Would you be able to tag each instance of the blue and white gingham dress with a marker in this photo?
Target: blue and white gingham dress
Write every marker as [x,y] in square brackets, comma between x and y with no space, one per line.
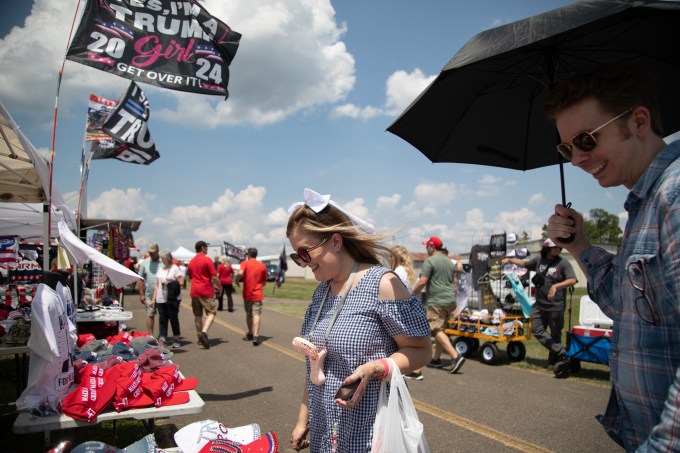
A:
[362,332]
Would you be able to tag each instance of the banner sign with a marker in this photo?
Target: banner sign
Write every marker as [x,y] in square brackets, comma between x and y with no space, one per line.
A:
[128,125]
[98,110]
[236,252]
[171,44]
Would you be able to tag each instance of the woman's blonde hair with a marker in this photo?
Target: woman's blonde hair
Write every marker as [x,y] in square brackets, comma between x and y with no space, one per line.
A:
[361,246]
[404,259]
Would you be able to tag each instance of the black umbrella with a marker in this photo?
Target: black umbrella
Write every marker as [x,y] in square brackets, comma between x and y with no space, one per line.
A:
[486,106]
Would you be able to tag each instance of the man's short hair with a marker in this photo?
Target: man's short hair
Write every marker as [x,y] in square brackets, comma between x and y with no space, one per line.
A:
[199,245]
[617,88]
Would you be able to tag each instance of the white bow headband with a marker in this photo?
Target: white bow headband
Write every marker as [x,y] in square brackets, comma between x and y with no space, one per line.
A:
[317,202]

:::

Problem description: In the answer, set down only the lines from the opening line of the listing through the line that holds "Target: woman's blonde hair", exactly as they appear, minus the pictures.

Solution to the exercise:
Would you be able to tag each instance of the blue and white gingham dress with a marker in this photo?
Target: blue and white gingham dress
Write every marker as [x,y] in square brackets, comma between x and y with no space, one per line.
A:
[362,332]
Would you be able to tag each instance of the banner sign with a marker in this photo?
Target: banner sign
Write every marker as [x,y] in square brackets, comma between x and y with no space, one per line.
A:
[128,125]
[98,110]
[236,252]
[171,44]
Would you be able to tag each instance of the woman's blonde hair with a marker in this photo?
Target: woman's blonde hair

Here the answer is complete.